COMPLETE THE FOLLOWING:
**1.** In the blog passage about standing at a crossroads, what does the writer say their focus is right now?
**2.** Check each statement against the blog passage about standing at a crossroads and mark it yes or no: (a) The writer says they have few ideas right now. (b) The writer says the starting point might also have shifted. (c) The writer says a wrong decision can never be undone by going back.
**3.** Write the next part of the blog passage about standing at a crossroads, picking up after its last sentence.

SOURCE PASSAGE:
-.-.-

My if definitely feels like a crossroads. I've come a long way from my past, have built up a length of past that supersedes that which went before and it is unclear to me which way I want to go. So pausing and holding still may be my best option at the moment. Mostly I tend to have too many ideas bouncing around, I do now, but I have a deep longing for rest and play at the moment. Or maybe what I mean is that my focus is rest, and that my hope is that in resting I will re-find my play, re-find my capacity to yield, to soften, to release, to allow, to trust. And that as I do that my choice of path will become clearer or else I will have built up enough strength physically, mentally, emotionally, to make a decision and choose one way and see what comes of making that choice. 
It is possible to double back on a wrong decision but the reality is that often one is so far down the road that it isn't worth doubling back and one way just leads to another and another, and even if you found your way back to the starting point you'd be a changed person anyway. And the starting point too might have shifted. 
So damn me I may have just written another blog about nothing much. Reader if you have come across me by accident or do not love or care for me, please excuse me.

-.-.-

EXCERPTED RECORDS:

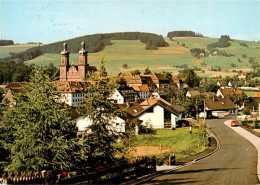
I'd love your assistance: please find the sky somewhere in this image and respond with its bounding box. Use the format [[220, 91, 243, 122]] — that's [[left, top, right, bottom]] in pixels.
[[0, 0, 260, 43]]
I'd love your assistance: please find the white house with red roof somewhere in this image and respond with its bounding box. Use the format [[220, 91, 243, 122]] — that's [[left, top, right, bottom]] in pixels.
[[238, 73, 247, 80], [127, 98, 184, 128]]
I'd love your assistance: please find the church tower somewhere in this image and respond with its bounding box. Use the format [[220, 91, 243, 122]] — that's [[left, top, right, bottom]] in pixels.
[[78, 42, 88, 80], [60, 43, 70, 82]]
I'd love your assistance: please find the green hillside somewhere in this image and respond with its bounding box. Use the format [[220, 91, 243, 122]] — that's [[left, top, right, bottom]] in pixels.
[[21, 37, 260, 76], [0, 44, 39, 58]]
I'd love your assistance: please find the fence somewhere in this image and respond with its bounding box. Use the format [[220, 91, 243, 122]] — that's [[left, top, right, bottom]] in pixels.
[[58, 157, 156, 184], [0, 157, 156, 185]]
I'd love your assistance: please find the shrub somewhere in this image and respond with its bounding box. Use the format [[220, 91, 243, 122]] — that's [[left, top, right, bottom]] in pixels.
[[239, 42, 248, 48]]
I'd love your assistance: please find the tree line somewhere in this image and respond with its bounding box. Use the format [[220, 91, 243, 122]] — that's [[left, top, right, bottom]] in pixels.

-.-.-

EXPECTED OUTPUTS:
**1.** Rest.

**2.**
(a) No: "Mostly I tend to have too many ideas bouncing around, I do now"
(b) Yes: "And the starting point too might have shifted."
(c) No: "It is possible to double back on a wrong decision"

**3.**
Friday, 26 August 2016

I have an unexpected ten days clear. I'm still assimilating why so I won't go in to details. Suffice to say I have ten days clear. 
This means I have time to turn my compost heaps, a gardening ritual I always relish and have blogged at least half a dozen times before, I think. This time I will also be trying to fix them up a bit because they've been on their last legs for ages and a friend gave me some pallets so I'm hoping I can make them fit for purpose again.
This year is strange because my little cat is not there next to me, she would always hang out close by if I was in the garden whatever I was doing. Easy repeat physical work is quite meditative and soothing so I am using the time to contemplate on life, my life, her life and  the time we spent together., and the lives of others too.
I am putting the best compost, the sifted third box mud, where I have buried her. I have transplanted ferns, forget-me-nots, crocosmia, a hardy geranium and primroses around the flowering quince which we put over her precious little body.  My little old dog who died many years ago is buried close by under a young oak and so her grave too is getting some tending. She has small spring cyclamen that came from my grandparents garden on her grave. And red campion. 
Those we share our lives with, animals included, are so much a part of our being it is hard to let go when they are gone. Oh boy. Love is a strange gift. It is the best, the sweetest joy, but it leads to the sharpest pain too. Would I rather not love ? Surely no.
Back to my compost heap and my garden. Sometimes when I turn my compost heaps I am joined by a friendly robin. But said robin is more friendly in late autumn or early spring when his belly is empty, so he has not come to bug-pick this year. Thats good for the bugs, I always feel a bit bad for them, I'm not one to throw birds worms, I figure my turning the soil is help enough.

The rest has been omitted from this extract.